→ **YOUR ASSIGNMENT**: Please give the entries again in full and exactly, without any picture.
· · · · · · ·
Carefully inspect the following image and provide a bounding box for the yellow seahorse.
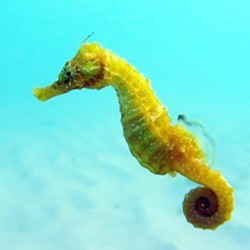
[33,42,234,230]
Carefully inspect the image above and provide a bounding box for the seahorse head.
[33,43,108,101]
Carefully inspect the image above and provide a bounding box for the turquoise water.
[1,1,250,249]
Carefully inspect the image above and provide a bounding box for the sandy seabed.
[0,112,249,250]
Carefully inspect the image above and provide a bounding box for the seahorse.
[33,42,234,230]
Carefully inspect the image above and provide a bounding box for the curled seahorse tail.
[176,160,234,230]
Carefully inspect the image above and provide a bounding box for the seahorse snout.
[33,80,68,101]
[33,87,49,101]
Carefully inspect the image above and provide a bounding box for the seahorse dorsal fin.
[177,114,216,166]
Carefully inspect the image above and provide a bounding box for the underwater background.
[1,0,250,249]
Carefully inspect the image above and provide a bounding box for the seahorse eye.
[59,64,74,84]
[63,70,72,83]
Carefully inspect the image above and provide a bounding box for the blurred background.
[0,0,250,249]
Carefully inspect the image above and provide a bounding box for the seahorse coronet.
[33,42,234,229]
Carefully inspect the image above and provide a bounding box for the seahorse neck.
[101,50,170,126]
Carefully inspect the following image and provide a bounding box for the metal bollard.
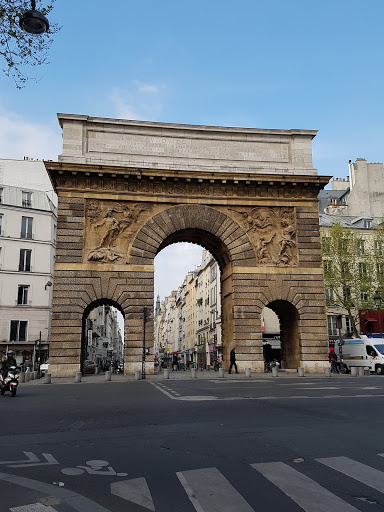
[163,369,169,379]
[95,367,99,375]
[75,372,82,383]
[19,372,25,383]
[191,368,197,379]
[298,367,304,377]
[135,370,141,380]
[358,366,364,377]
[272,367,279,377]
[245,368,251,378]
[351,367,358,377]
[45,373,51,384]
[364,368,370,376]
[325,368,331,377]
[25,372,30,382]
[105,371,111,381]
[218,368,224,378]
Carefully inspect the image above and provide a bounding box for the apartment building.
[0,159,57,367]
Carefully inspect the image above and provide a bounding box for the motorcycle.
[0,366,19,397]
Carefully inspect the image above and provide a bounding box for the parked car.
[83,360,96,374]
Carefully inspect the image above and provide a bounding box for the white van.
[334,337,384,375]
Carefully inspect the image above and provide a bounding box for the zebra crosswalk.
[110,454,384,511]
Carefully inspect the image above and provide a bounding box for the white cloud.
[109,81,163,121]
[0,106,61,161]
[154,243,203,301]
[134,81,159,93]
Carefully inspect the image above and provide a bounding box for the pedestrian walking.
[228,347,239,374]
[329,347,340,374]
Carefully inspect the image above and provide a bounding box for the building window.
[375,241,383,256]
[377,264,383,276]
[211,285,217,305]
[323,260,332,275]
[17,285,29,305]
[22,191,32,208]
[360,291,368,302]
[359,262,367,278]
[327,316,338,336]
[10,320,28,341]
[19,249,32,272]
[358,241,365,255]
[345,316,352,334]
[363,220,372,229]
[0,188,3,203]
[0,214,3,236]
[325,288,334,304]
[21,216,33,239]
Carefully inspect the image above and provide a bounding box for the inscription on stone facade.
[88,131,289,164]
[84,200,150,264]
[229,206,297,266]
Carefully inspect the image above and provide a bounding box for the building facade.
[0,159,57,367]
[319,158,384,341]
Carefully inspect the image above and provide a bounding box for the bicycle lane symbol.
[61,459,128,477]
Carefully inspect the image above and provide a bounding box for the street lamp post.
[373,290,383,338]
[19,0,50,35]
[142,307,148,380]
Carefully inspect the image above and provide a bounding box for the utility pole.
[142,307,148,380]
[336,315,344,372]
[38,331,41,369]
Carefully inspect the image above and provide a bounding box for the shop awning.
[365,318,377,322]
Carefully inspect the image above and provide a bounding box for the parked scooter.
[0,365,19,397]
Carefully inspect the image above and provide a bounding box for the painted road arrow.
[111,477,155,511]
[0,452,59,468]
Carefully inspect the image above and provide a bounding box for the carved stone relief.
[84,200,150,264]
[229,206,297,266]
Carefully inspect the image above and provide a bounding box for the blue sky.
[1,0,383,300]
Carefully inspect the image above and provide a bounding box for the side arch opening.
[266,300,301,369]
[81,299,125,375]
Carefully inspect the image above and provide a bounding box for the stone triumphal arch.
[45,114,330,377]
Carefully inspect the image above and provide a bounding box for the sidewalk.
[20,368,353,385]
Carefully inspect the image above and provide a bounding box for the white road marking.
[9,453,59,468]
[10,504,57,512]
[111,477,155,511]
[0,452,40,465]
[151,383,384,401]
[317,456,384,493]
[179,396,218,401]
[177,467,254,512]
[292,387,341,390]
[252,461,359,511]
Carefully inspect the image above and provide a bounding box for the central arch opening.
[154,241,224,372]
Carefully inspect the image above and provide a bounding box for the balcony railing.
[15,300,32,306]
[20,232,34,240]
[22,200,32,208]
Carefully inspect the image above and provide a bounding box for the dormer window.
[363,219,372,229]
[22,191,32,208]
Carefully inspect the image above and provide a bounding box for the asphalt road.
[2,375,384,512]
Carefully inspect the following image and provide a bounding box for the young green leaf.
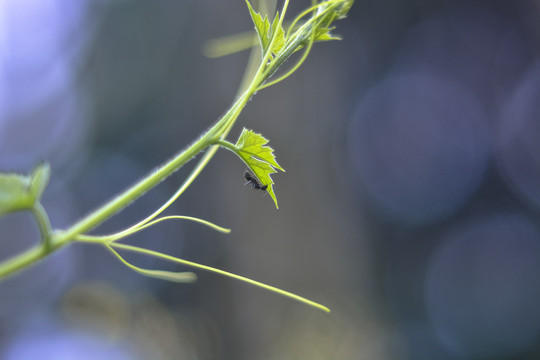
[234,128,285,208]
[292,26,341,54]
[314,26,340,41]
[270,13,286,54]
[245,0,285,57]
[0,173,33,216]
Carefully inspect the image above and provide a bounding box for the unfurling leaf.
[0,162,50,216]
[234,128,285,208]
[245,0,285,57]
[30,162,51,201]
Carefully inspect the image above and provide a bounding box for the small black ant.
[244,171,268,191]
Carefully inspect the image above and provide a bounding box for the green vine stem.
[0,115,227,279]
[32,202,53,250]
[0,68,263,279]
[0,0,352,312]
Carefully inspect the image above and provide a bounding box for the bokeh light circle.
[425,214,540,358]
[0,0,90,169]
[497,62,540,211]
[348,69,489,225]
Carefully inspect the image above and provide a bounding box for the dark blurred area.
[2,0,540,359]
· · · · · · ·
→ **ANSWER**:
Carefully inspect the following image and provide a bounding box for the yellow seahorse.
[33,42,234,230]
Carefully inspect the image above and provide a bounding box for the seahorse head.
[33,43,108,101]
Carefully inspect the image above and provide a bounding box for the turquoise water.
[1,1,250,249]
Carefully inspect the image above and provide a bounding box for the sandy seabed.
[0,112,249,250]
Carefully inspect the image above and provide a bounding box for the seahorse.
[33,42,234,230]
Carefully inspect the image above and provide a bounding box for the curled seahorse tail.
[176,160,234,230]
Carefully inspect the image above and provide a bounding box for the seahorse snout.
[33,80,68,101]
[33,87,49,101]
Carefully inspect the image above and provide a bounding box for the seahorse dorsal fin.
[177,114,216,166]
Carefully inspect the image above and provide a bounding box for the underwater background.
[1,0,250,249]
Carefully inspect the image above and provide a bounding box for the seahorse eye.
[59,64,74,84]
[63,70,72,83]
Carefully inspect the image above and provide a bounding box for the blurred background.
[0,0,250,249]
Carefully inspect the image above and provide a bounding box for the seahorse coronet.
[33,42,234,229]
Carefully inspect the image above and provide a bounding box for the seahorse neck.
[101,50,170,126]
Carefully inspect the following image and provide a bounding box for the metal bollard.
[163,369,169,379]
[95,367,99,375]
[75,372,82,383]
[19,372,25,383]
[191,368,197,379]
[298,367,304,377]
[135,370,141,380]
[358,366,364,377]
[272,367,279,377]
[245,368,251,378]
[351,367,358,377]
[45,373,51,384]
[364,368,370,376]
[325,368,331,377]
[25,372,30,382]
[105,371,111,381]
[218,368,224,378]
Carefully inspect the image above and provide a bounding box for the apartment building.
[0,159,57,367]
Carefully inspect the image above and provide a bounding box for the motorcycle.
[0,366,19,397]
Carefully inspect the image above and provide a bounding box for the parked car.
[83,360,96,374]
Carefully inspect the image above and provide a bounding box for the white van.
[334,337,384,375]
Carefully inspect the image above and provide a bounding box for the zebra crosswalk.
[110,454,384,511]
Carefully inspect the image above and provide a bounding box for the white cloud.
[109,81,163,121]
[0,106,61,161]
[154,243,203,301]
[134,81,159,93]
Carefully inspect the image above and provide a bounding box for the pedestrian walking.
[228,347,239,374]
[329,347,340,374]
Carefully inspect the image above and provide a bounding box for the building window.
[375,241,383,256]
[377,264,383,276]
[211,285,217,305]
[323,260,332,275]
[17,285,29,305]
[22,191,32,208]
[360,291,368,302]
[359,262,367,278]
[327,316,338,336]
[10,320,28,341]
[19,249,32,272]
[358,241,365,255]
[345,316,352,334]
[363,220,372,229]
[0,188,3,203]
[0,214,3,236]
[325,288,334,304]
[21,216,33,239]
Carefully inspect the image above and provide a bounding box for the inscription on stone facade.
[88,131,289,164]
[84,200,150,264]
[229,206,297,266]
Carefully inspect the image above and provide a bounding box for the building facade.
[0,159,57,367]
[319,158,384,341]
Carefully inspect the image above and provide a bounding box for the bicycle lane symbol.
[61,459,128,477]
Carefully inspect the image above and provide a bounding box for the street lamp post.
[373,290,383,338]
[19,0,50,35]
[142,307,148,380]
Carefully inspect the image above and provide a bounding box for the utility pole.
[142,307,148,380]
[336,315,344,372]
[38,331,41,369]
Carefully inspect the image above and provide a bounding box for the shop awning.
[365,318,377,322]
Carefully inspect the image above and provide a bounding box for the parked scooter.
[0,365,19,397]
Carefully inspect the image above and provide a bounding box for the painted road arrow.
[111,477,155,511]
[0,452,59,468]
Carefully inspect the image above and provide a bounding box for the carved stone relief.
[84,200,150,264]
[229,206,297,266]
Carefully inspect the image above and provide a bounding box for the blue sky.
[1,0,383,300]
Carefully inspect the image above and provide a bounding box for the side arch opening.
[266,300,301,369]
[81,299,125,375]
Carefully inspect the image above and provide a bounding box for the stone triumphal arch.
[45,114,330,377]
Carefully inspect the image above and provide a bounding box for the sidewalk.
[20,368,353,385]
Carefully inspect the image above and provide a bounding box for the white road marking.
[9,453,59,468]
[10,504,57,512]
[111,477,155,511]
[0,452,40,465]
[151,383,384,401]
[317,456,384,493]
[179,396,218,401]
[177,467,254,512]
[292,387,341,390]
[252,461,359,511]
Carefully inspect the image above and provide a bounding box for the central arch opening.
[154,241,224,372]
Carefully inspect the image above and provide a bounding box for the balcony railing.
[15,300,32,306]
[20,232,34,240]
[22,200,32,208]
Carefully inspect the image above and provide a bounding box for the dormer window.
[363,219,372,229]
[22,191,32,208]
Carefully inspect the image above and provide a bounding box for the asphalt road.
[2,375,384,512]
Carefully inspect the following image and provide a bounding box for the young green leaf.
[234,128,285,208]
[292,26,341,54]
[314,26,340,41]
[270,13,286,54]
[245,0,285,57]
[0,173,33,216]
Carefully inspect the image above and provide a bounding box for the unfurling leaf.
[0,162,50,216]
[234,128,285,208]
[245,0,285,57]
[30,162,51,201]
Carefully inspect the image above and provide a bounding box for the small black ant.
[244,171,268,191]
Carefully inspect the image above and provide a bounding box for the green vine stem.
[0,115,227,279]
[32,202,53,250]
[0,68,263,279]
[0,0,352,312]
Carefully inspect the image above and provide a bounding box for the bokeh light circle.
[425,214,540,358]
[0,0,90,169]
[497,62,540,211]
[348,69,489,225]
Carefully inspect the image above and provide a bounding box for the dark blurred area.
[2,0,540,359]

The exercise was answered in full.